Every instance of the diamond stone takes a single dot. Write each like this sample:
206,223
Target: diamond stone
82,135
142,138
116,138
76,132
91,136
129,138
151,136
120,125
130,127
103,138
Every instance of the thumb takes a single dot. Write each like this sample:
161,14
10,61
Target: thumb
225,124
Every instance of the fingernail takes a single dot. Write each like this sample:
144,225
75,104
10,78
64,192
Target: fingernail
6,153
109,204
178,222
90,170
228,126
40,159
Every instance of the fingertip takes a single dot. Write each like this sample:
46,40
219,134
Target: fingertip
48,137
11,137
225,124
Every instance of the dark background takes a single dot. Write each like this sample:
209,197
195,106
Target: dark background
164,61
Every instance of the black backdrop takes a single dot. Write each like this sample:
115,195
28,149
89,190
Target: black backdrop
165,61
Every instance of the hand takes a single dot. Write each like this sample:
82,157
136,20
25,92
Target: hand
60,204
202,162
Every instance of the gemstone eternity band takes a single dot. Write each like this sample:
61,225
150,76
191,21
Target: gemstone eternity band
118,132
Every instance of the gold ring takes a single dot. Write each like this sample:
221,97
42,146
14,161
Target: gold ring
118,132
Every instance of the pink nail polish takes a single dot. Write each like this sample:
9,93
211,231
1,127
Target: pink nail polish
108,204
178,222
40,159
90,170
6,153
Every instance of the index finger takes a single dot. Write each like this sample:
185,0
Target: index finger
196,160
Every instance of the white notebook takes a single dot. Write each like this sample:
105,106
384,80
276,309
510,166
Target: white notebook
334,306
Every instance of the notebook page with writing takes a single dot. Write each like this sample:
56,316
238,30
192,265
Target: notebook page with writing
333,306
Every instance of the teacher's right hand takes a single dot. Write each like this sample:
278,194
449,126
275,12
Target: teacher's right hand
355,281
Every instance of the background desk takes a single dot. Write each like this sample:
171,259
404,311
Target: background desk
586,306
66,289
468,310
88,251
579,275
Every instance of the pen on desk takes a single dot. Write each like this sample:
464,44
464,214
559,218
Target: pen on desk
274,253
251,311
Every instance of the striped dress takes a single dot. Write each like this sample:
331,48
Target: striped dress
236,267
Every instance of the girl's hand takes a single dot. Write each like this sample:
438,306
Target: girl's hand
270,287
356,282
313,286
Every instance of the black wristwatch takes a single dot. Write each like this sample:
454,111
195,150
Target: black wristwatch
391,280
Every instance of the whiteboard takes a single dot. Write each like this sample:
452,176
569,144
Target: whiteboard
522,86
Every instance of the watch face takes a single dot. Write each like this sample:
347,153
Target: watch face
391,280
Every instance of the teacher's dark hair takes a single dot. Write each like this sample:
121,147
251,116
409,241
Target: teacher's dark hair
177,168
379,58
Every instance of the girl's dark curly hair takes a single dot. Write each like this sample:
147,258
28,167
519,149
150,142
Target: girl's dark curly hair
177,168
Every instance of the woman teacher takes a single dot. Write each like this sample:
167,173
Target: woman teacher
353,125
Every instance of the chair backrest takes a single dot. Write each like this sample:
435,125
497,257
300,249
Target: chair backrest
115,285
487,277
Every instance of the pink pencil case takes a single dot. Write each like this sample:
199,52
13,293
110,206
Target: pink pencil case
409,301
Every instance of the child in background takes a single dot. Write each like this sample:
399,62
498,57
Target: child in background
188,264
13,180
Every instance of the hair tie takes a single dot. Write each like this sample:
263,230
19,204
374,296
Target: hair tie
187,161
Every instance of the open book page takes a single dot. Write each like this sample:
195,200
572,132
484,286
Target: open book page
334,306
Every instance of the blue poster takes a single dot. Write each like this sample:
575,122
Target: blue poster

■ ■ ■ ■ ■ ■ ■

**GOAL OF THE EXERCISE**
What lines in the material above include "poster"? Copy every one of them.

**TASK SOLUTION**
Every instance of the blue poster takes a single dot. Write each like this sample:
Target: blue poster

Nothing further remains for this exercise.